'''

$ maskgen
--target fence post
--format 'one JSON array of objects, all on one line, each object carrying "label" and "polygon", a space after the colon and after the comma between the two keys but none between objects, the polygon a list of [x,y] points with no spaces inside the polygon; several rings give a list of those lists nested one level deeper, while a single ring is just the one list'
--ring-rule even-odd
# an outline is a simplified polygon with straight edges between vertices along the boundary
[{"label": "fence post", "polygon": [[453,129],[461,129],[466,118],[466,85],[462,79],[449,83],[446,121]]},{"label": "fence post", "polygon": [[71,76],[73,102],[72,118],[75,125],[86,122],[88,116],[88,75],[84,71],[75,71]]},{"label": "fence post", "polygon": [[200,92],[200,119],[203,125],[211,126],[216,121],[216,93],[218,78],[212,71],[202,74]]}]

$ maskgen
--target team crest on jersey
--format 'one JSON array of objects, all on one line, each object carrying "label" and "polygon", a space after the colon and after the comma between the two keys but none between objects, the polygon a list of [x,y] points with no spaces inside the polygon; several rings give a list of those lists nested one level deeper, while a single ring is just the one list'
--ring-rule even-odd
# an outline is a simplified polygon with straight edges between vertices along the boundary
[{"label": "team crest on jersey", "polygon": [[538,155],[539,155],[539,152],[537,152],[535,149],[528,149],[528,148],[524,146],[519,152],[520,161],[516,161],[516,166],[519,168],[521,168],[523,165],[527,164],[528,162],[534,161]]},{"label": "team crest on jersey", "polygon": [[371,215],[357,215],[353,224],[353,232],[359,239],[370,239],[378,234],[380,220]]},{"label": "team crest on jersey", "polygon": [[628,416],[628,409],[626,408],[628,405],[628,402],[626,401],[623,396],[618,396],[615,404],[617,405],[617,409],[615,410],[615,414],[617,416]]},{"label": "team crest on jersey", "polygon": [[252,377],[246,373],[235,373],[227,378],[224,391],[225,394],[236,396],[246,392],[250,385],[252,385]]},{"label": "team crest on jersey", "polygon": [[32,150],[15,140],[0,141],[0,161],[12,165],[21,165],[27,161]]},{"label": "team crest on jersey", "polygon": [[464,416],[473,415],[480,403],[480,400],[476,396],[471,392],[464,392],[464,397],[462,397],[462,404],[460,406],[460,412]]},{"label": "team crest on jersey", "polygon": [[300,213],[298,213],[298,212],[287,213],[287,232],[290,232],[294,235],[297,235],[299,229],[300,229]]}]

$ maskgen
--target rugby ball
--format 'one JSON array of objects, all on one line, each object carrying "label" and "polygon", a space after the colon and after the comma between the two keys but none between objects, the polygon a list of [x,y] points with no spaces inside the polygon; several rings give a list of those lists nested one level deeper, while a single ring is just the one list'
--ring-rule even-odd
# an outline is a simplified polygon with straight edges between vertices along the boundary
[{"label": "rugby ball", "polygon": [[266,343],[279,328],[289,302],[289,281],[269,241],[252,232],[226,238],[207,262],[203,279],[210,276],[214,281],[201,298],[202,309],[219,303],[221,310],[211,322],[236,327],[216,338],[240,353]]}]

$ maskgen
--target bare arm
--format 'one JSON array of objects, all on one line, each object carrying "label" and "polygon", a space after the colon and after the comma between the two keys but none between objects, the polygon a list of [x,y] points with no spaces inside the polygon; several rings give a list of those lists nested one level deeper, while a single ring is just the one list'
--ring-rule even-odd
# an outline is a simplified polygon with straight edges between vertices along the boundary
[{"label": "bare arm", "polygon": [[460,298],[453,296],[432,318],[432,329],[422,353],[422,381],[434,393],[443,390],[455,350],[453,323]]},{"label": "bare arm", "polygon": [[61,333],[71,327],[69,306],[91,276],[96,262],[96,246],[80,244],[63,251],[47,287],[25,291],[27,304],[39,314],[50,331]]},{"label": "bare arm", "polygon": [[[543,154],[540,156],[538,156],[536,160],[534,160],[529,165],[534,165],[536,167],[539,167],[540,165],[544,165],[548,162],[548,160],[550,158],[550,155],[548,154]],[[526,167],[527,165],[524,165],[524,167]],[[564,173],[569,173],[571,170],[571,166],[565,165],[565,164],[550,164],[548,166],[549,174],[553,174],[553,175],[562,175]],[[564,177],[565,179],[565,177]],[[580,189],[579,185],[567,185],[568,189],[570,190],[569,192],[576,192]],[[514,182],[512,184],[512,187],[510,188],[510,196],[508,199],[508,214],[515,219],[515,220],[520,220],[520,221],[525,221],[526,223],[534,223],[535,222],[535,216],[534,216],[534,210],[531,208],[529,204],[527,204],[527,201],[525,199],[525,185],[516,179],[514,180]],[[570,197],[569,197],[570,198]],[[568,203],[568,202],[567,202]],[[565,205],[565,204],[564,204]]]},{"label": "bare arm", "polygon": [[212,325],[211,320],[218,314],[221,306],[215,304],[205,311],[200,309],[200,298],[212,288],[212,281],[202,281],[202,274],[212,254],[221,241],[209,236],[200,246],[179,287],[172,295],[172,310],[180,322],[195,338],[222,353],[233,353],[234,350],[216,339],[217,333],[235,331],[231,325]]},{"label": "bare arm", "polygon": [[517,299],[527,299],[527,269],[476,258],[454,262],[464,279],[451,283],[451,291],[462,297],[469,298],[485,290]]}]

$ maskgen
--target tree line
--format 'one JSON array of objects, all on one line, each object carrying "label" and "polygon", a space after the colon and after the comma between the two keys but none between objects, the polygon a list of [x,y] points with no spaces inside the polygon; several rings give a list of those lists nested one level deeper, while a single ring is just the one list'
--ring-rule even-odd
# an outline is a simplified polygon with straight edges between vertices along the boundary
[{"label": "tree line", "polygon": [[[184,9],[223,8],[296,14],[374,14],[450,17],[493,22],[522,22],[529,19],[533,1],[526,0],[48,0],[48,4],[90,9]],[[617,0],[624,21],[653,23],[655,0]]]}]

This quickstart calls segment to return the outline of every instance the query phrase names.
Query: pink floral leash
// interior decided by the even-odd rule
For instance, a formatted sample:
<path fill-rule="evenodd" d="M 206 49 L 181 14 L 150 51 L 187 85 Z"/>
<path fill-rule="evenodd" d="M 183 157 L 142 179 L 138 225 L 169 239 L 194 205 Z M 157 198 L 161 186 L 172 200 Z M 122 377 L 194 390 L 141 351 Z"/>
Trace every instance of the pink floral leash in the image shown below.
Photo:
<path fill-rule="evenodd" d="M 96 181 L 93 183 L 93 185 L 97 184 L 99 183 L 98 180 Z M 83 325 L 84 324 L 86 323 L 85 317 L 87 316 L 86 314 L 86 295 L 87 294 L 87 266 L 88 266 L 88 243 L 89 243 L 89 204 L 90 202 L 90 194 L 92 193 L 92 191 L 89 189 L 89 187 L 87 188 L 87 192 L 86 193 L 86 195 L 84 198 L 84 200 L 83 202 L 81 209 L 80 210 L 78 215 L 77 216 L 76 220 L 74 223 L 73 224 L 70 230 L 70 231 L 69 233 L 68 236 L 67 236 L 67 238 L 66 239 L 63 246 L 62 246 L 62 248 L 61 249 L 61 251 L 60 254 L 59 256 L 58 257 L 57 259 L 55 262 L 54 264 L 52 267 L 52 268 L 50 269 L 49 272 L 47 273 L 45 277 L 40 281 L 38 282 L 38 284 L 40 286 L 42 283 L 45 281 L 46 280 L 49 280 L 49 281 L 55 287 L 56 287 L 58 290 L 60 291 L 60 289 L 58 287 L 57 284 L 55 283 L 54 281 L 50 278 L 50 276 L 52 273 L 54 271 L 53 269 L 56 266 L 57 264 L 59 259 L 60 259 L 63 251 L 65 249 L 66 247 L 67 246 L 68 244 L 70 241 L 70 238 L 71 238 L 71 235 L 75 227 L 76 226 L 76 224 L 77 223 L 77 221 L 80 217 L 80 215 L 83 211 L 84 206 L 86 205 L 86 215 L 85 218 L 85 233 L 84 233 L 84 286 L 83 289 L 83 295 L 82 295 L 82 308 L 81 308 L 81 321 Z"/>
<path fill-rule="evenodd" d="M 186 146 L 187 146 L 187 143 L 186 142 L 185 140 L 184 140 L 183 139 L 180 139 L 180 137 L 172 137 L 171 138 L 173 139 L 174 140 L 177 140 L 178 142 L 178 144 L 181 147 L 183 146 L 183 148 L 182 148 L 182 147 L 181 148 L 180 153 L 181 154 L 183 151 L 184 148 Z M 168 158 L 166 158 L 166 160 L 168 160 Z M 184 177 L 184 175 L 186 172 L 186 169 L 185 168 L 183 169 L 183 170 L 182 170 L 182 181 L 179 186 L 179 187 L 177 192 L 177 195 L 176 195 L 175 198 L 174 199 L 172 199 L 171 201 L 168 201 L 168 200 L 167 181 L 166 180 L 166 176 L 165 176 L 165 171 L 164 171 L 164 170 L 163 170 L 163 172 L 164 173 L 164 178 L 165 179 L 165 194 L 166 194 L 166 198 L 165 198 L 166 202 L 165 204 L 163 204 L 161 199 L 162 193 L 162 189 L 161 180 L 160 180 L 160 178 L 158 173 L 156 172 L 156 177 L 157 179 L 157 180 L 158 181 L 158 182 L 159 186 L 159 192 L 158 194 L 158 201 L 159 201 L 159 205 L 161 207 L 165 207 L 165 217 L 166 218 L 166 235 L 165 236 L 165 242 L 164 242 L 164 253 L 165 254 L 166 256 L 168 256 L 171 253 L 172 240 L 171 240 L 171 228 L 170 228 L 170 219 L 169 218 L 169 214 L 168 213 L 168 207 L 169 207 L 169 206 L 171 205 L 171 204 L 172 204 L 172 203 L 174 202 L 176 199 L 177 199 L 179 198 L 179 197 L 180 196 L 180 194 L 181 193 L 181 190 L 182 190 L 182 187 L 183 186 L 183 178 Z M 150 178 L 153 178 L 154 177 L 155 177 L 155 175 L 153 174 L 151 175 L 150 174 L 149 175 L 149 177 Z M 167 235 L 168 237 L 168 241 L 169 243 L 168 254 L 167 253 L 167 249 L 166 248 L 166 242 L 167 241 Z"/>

'''

§ Problem to solve
Please select every line of the records that contains the word "leash" and copy each one.

§ Task solution
Query: pink floral leash
Trace every instance of the pink floral leash in the image shown below.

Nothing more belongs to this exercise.